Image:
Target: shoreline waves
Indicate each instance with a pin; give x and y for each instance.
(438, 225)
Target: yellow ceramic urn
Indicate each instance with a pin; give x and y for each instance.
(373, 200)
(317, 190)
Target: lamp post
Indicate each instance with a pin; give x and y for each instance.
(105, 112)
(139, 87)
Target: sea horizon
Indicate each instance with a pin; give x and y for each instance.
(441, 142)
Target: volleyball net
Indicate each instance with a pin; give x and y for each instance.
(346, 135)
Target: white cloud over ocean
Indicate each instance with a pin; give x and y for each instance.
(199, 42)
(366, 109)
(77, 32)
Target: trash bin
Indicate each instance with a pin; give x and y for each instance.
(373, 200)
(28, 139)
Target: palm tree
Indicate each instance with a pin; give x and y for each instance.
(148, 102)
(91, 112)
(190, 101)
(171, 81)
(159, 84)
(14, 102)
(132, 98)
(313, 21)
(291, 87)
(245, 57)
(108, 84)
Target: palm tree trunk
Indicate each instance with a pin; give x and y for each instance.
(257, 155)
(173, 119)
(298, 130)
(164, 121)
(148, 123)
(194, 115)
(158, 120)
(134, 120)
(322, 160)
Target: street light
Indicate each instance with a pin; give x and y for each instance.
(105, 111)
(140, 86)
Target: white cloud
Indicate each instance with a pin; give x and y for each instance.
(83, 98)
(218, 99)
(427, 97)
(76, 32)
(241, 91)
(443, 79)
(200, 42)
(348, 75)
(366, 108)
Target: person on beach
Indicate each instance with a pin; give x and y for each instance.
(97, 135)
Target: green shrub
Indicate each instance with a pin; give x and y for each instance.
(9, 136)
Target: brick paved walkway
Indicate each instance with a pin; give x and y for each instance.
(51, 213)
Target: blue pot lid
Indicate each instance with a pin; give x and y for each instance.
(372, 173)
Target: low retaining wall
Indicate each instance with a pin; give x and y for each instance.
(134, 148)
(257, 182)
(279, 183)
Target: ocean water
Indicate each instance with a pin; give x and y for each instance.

● ● ●

[STATED EXERCISE]
Copy the data verbatim, starting at the line that contains "Target: blue pot lid" and continuing through the last line of the data, both included.

[ANSWER TO THE TASK]
Target: blue pot lid
Indicate each instance with a pin; give x and y for each instance.
(372, 173)
Target: low retaining wall
Indicate each instance with a pin; give x and y for each instance.
(134, 148)
(257, 182)
(279, 183)
Target: ocean water
Indicate each instance with a pin; give x and y for each instance.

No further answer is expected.